(Quoted text)
--- Start ---

How Ecuador became Latin America’s deadliest country
ONE OF ECUADOR’S most-watched news programmes, El Noticiero, was broadcasting live when gunmen stormed the studio. Cameras rolled as hooded gangsters pistol-whipped staff to the floor. They strutted on air for 15 minutes, flicking gang signs to stunned viewers and taking selfies while waving machetes, dynamite and machineguns.
This thuggery, beamed across the country on the afternoon of January 9th by a state-owned channel, TC Televisión (see video below), shocked Ecuadoreans as mayhem seized the country this week. It is the latest, most dramatic episode in Ecuador’s four-year slide into the grip of drug gangs.
In 2019 it was one of the safest countries in Latin America, with a homicide rate of 6.7 per 100,000, comparable to that in the United States (see chart). Some Ecuadorean sources estimate that by 2023 the homicide rate had grown more than six-fold, to 45 per 100,000. This would make Ecuador the deadliest country in mainland Latin America. Its gangsters have adopted spectacularly gory tactics, including public hangings, decapitations and immolation.

The events were set in motion on the morning of January 7th. Guards at La Regional prison in Guayaquil, Ecuador’s largest city, discovered that Adolfo Macías, boss of Los Choneros, a drug gang, was not in his cell. He had been serving a 34-year sentence for murder and drug-trafficking. Gang members in prisons across the country began rioting as news of his escape spread. Videos circulated on social media of gangsters taking prison guards hostage and shooting them. Some guards were hanged.

--- End ---

(Object pointing data rows)
--- Start ---

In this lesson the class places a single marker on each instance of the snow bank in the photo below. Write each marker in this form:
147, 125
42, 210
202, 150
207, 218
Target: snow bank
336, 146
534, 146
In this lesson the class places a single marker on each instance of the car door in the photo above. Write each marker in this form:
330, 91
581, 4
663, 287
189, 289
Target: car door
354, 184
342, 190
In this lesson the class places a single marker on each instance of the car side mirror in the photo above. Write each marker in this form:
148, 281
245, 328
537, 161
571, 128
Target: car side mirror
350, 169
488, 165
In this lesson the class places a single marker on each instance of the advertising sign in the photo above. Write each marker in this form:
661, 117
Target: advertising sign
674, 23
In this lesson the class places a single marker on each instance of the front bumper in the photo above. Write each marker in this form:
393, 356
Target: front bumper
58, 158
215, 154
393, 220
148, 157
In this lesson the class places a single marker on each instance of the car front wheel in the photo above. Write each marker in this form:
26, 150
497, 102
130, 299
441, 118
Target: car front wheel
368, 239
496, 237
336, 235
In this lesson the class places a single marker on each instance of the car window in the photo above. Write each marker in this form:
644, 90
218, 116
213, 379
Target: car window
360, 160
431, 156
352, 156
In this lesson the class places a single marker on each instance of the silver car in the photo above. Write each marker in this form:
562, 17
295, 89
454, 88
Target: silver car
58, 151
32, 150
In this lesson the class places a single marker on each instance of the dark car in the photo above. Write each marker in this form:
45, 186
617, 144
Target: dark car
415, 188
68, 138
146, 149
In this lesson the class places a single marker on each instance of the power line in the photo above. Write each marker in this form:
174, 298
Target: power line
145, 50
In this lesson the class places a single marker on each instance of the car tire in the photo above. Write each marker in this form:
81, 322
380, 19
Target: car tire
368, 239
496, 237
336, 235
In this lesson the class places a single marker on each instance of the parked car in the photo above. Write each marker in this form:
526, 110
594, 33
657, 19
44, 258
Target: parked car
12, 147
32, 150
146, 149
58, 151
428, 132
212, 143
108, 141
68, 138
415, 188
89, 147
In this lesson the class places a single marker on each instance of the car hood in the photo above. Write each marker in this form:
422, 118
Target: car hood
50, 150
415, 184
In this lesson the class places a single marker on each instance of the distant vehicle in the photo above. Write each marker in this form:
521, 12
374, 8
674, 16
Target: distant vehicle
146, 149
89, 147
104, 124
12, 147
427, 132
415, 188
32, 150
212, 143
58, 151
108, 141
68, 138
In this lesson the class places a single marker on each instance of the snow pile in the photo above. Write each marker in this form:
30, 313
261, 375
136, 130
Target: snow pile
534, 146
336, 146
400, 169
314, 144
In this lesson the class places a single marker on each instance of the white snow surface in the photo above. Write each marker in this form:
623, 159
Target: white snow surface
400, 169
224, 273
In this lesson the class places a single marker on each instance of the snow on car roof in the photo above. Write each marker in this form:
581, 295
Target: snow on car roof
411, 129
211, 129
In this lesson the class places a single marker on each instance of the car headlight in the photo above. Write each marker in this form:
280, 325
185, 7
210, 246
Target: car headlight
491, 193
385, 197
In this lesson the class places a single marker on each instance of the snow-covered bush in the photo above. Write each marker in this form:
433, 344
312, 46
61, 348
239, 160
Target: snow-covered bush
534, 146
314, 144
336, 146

--- End ---

(Requirements)
a) In the article on Ecuador's violence, change the passage between "How Ecuador became" and "of drug gangs.", inclusive, so that "studio" becomes "newsroom", and give that passage.
b) According to the article on Ecuador's violence, what was the country's homicide rate in 2019?
c) Resume the article on Ecuador's slide into gang violence, picking up after its final sentence.
You can ignore the object pointing data; it isn't needed for anything here.

(Responses by task)
a)
How Ecuador became Latin America’s deadliest country
ONE OF ECUADOR’S most-watched news programmes, El Noticiero, was broadcasting live when gunmen stormed the newsroom. Cameras rolled as hooded gangsters pistol-whipped staff to the floor. They strutted on air for 15 minutes, flicking gang signs to stunned viewers and taking selfies while waving machetes, dynamite and machineguns.
This thuggery, beamed across the country on the afternoon of January 9th by a state-owned channel, TC Televisión (see video below), shocked Ecuadoreans as mayhem seized the country this week. It is the latest, most dramatic episode in Ecuador’s four-year slide into the grip of drug gangs.

b) 6.7 per 100,000

c)
The next day Daniel Noboa, Ecuador’s president, declared a state of emergency that is set to last until early March, and imposed a nightly curfew. He sent the army in to take control of the prisons, from which many gangs direct operations. Gangsters fought back on the streets of cities across Ecuador, detonating bombs, burning cars and kidnapping policemen. On the same day that hooded men stormed TC Televisión, another armed group raided Guayaquil University, taking students hostage and exchanging fire with police. Mr Noboa responded on January 9th by declaring an “internal armed conflict” and ordering the army to “neutralise” some 22 organised crime groups, including Los Choneros.
By January 10th, as The Economist published this story, armoured vehicles and soldiers roamed the streets. The gunmen who stormed the TV station had been arrested, but at least ten people had already been killed in the violence. Ecuador is in lockdown.
The making of Mr Macías
The roots of this violence start in Colombia. Ecuador, and particularly the port at Guayaquil, became a more important hub by which Peruvian and Colombian cocaine is moved to the United States and Europe after Colombian ports tightened their security in 2009. Trade had previously been monopolised by the FARC, a powerful Colombian guerrilla group, which kept violence to a minimum. But when the FARC signed a peace deal with the Colombian government in 2016, most of its members demobilised. Local, regional and international gangs have poured in to fill the power vacuum. Mexican gangs funded Ecuadorean ones. The Albanian mafia expanded its presence in Ecuador. A rapid influx of international organised crime was facilitated by Ecuador’s dollarised economy, and lax visa requirements for foreigners (until 2020).
Politicians have made things worse. In the name of anti-imperialism Rafael Correa, a populist left-wing president who ruled from 2007 to 2017, closed an American military base on the coast, reduced co-operation with the United States Drug Enforcement Administration and broke up an elite anti-narcotics police unit which had been trained by the United States’ agents.
Small-time Ecuadorean gangsters like Mr Macías have become kingpins. Los Choneros seems to have gained first-mover advantage by being one of the earliest Ecuadorean groups to establish relations with Mexico’s Sinaloa gang. It and other local gangs are thought to have armed themselves with weapons obtained from their Mexican patrons in exchange for cocaine shipments. They now possess machineguns, rifles and grenades that allow them to take on Ecuador’s poorly trained armed forces.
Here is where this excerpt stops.